- _Given problem 1_
In the records, reproduce the stretch from the line containing "Q: For every instance of the distant" through the line containing "[(261, 86)]", switching each "grass" to "turf" and leaving everything else intact. Return only those lines.

- _Page_
╭──

Speaker Diarization
Lira identifies who is speaking in real-time using Deepgram Nova-2, combined with DOM-based participant name scraping from Google Meet.
Why Deepgram?
Google Meet provides a mixed audio stream — all participants' voices are combined. Lira needs to know who said what for:
- Speaker-attributed transcripts ("John: I think we should...")
- Per-person contribution analysis in summaries
- Accurate task assignment ("Sarah mentioned she'd handle the design")

╰──

- _Supplied entries_

╭──

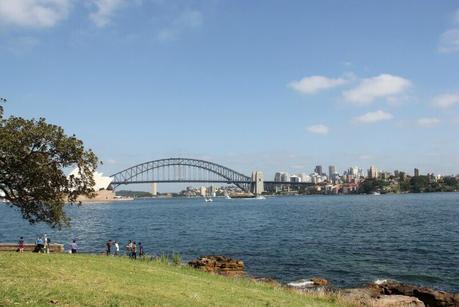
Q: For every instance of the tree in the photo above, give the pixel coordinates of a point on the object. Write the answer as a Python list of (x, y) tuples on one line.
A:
[(34, 157)]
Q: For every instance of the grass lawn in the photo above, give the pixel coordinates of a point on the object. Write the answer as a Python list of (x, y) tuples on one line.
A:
[(86, 280)]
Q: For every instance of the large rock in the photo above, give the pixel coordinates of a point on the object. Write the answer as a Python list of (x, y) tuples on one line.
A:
[(219, 265), (430, 297), (370, 297), (315, 284)]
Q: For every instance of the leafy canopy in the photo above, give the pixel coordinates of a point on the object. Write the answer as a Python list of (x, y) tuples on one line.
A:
[(34, 156)]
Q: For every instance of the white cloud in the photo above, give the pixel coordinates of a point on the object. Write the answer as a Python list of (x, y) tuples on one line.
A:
[(428, 122), (373, 117), (105, 11), (446, 100), (314, 84), (449, 41), (318, 129), (186, 20), (382, 86), (33, 13), (365, 157)]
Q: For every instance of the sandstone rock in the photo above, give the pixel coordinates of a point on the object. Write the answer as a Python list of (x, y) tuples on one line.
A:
[(219, 265), (371, 297), (430, 297), (319, 281), (315, 284), (268, 280), (396, 301)]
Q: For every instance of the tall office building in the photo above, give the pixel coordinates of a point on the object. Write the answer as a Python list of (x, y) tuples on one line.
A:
[(331, 171), (258, 182), (203, 191), (318, 169), (154, 189), (373, 172), (285, 177)]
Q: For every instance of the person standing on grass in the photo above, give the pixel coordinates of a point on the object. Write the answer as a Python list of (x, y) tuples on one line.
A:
[(117, 248), (129, 249), (46, 242), (73, 247), (134, 250), (21, 245), (109, 247), (39, 245), (141, 253)]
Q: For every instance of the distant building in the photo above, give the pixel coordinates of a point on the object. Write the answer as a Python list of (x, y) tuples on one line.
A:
[(331, 172), (318, 169), (258, 182), (373, 172), (304, 177), (212, 191), (154, 189), (285, 177), (281, 176), (203, 191)]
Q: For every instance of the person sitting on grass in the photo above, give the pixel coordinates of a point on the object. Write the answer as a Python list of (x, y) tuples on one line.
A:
[(21, 245)]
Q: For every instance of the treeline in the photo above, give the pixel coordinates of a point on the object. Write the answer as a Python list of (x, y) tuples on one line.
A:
[(133, 194), (416, 184)]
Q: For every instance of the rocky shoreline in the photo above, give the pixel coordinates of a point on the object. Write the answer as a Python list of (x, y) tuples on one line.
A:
[(384, 293)]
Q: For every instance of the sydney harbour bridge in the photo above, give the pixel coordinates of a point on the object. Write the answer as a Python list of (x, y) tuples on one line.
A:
[(185, 170)]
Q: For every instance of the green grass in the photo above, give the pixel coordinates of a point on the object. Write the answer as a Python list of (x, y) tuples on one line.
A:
[(86, 280)]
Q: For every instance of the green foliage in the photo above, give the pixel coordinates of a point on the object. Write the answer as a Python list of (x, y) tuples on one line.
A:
[(34, 156), (86, 280), (176, 259)]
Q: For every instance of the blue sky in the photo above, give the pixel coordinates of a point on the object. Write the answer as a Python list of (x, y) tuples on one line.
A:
[(270, 85)]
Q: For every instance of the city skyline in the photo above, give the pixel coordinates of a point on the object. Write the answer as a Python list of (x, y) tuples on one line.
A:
[(261, 86)]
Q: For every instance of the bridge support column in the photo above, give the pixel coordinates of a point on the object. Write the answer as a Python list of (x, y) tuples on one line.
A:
[(258, 183)]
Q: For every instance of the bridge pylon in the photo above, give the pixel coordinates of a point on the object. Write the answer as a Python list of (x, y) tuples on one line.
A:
[(258, 183)]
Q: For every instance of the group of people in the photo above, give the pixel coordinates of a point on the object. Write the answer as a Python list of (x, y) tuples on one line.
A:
[(41, 244), (132, 249)]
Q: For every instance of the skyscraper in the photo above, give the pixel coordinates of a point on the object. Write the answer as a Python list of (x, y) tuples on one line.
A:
[(373, 172), (318, 169), (331, 171)]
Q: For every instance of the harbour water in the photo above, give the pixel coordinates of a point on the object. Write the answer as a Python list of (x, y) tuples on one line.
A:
[(350, 240)]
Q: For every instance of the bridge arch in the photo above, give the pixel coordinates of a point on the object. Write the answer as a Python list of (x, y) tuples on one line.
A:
[(180, 170)]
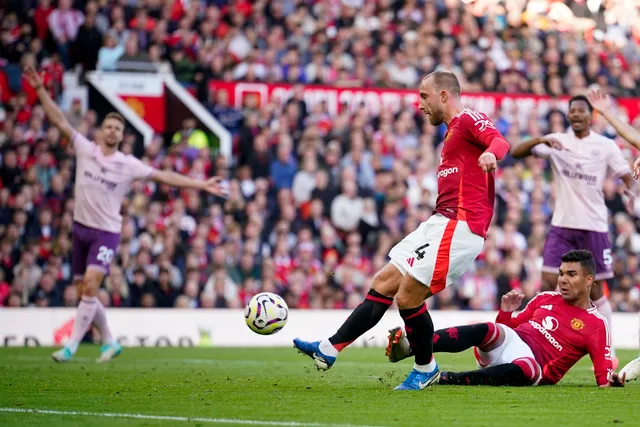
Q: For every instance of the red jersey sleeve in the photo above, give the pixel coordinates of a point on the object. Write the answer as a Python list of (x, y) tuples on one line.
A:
[(513, 320), (485, 133), (599, 347)]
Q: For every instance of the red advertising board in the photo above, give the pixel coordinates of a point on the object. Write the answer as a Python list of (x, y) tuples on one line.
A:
[(144, 93), (374, 99)]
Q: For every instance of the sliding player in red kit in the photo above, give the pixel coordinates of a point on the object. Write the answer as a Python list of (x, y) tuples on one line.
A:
[(536, 346), (442, 248)]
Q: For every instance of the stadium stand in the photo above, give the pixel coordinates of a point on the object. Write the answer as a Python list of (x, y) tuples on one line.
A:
[(317, 197)]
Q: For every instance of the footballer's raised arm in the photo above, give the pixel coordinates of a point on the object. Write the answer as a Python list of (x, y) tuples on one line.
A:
[(599, 347), (602, 104), (485, 133), (55, 116), (511, 302)]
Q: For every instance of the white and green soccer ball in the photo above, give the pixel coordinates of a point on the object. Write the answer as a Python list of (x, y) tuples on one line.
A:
[(266, 313)]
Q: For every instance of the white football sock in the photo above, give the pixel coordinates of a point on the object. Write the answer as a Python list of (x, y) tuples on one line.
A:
[(426, 368), (103, 326), (604, 307), (84, 318), (328, 349)]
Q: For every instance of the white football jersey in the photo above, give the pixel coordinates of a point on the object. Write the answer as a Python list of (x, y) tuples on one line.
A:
[(579, 172)]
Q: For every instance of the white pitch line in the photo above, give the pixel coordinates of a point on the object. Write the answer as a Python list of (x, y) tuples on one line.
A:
[(199, 361), (174, 418)]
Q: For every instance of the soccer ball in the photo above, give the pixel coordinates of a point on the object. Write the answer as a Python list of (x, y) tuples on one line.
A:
[(266, 313)]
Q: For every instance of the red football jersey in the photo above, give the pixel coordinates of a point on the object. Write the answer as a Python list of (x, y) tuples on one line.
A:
[(560, 334), (465, 192)]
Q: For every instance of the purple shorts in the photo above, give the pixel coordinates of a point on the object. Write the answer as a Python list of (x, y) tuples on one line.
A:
[(562, 240), (92, 247)]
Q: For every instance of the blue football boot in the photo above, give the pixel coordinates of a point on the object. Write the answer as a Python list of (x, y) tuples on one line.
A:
[(312, 349)]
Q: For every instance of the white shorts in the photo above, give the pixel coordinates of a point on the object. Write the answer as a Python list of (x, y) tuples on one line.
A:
[(511, 350), (438, 252)]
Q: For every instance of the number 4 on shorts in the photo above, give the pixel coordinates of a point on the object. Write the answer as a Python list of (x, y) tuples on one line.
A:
[(420, 251)]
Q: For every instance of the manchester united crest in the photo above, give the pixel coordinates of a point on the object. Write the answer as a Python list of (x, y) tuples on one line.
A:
[(577, 324)]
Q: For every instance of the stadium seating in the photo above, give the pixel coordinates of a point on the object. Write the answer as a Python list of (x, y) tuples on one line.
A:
[(295, 164)]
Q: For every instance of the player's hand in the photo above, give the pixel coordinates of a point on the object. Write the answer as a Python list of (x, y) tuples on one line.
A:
[(216, 187), (629, 200), (488, 162), (553, 143), (636, 168), (511, 301), (32, 76), (599, 100), (616, 380)]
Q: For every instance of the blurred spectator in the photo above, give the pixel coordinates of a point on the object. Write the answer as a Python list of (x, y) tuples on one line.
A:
[(194, 138)]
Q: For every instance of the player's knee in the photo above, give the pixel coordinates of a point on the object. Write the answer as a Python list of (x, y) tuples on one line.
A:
[(403, 299), (90, 285), (387, 281), (532, 373), (597, 290), (493, 339), (409, 295)]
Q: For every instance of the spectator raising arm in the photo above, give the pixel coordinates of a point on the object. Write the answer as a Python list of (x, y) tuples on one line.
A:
[(54, 114)]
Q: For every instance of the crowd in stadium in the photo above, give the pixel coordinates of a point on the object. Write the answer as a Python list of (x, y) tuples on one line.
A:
[(316, 201)]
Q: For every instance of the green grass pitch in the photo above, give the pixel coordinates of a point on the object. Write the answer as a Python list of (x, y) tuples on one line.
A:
[(278, 387)]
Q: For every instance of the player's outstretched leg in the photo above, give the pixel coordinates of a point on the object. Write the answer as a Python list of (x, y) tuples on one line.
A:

╰──

- _Given problem 2_
According to the speaker diarization page, which Deepgram model does Lira use to identify who is speaking?

- _Complete response 1_
Q: For every instance of the distant building in the photo above, give the pixel coordinates of a point on the object. Write the answer as a Python list of (x, y) tuples on one line.
A:
[(331, 172), (318, 169), (258, 182), (373, 172), (304, 177), (212, 191), (154, 189), (285, 177), (281, 176), (203, 191)]
Q: For every instance of the person sitting on turf in the photo above, give the pixel coordinates of a point on the object. Write the answer as a Python list of (x, y) tuples on one line.
A:
[(21, 245)]
Q: For every instance of the treeline in the photo above, give the pixel coordinates of a point on the object. Write the answer as a Python list of (x, y) tuples on one line.
A:
[(133, 194), (416, 184)]
Q: For every instance of the rocky shoreline in the photo above, give the pixel coordinates of a point on the object. Write the answer as a Python list of (x, y) tuples on one line.
A:
[(384, 293)]
Q: For every instance of the sydney harbour bridge in the photo above, give the pixel coordinates of a point on the object. Write the answer as a Python list of (x, y) tuples on one line.
A:
[(185, 170)]
Q: For every instance of the green turf in the photo above, give the pixel coordinates of a point on the object. Write the answer as a Python list of (x, y) tuples on one line.
A:
[(86, 280)]
Q: For every instance of the green foliage in the photo above, give the pixel coordinates of a point on the object. Write the answer as a Python list of (x, y) tuples on one line.
A:
[(34, 156), (86, 280), (176, 259)]
Q: For every instance of the blue sky in the photo above, give the pixel coordinates of a point on the object. Write the answer as a Python list of (x, y) tuples on one line.
A:
[(270, 85)]
Q: For every instance of the city skyline in the photo above, give the pixel coordinates of a point on the object. Write the answer as a Python list of (x, y) tuples on one line.
A:
[(261, 86)]

- _Complete response 2_
Deepgram Nova-2.